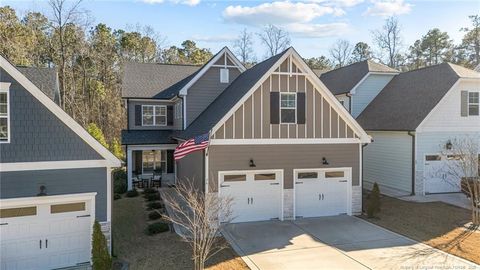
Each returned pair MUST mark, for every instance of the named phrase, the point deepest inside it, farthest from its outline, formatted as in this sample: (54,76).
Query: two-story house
(280,144)
(55,179)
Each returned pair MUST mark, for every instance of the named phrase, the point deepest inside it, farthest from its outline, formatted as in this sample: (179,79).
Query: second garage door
(322,192)
(256,195)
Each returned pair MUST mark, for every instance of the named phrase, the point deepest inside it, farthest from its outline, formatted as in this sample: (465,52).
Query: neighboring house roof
(228,98)
(409,97)
(110,159)
(148,80)
(147,137)
(343,80)
(44,78)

■ ■ ■ ■ ■

◆ **WHAT YOU ARE ASKED TO DO**: Write every entry out again exactly, images omitted.

◆ **ANSWER TO THIS TASK**:
Each returned pair MUST mark, for every instance of the named phrase, the point deepest inside it, farthest from its outline, formatted as in this sample: (54,76).
Query: two-story house
(280,144)
(55,179)
Each returned pair MUST mark, for every instance of the named phrase, the point deepest inside it, farthest from its outline, formatted as in this sample: (179,79).
Query: second garage door
(322,192)
(256,195)
Each returned pair MUST mark, for every instance of the named phrase, the point deepest inside it, farthest from its outline, formatted as in this sample: (465,52).
Query: neighboring house roof
(228,98)
(409,97)
(110,159)
(148,80)
(147,137)
(343,80)
(44,78)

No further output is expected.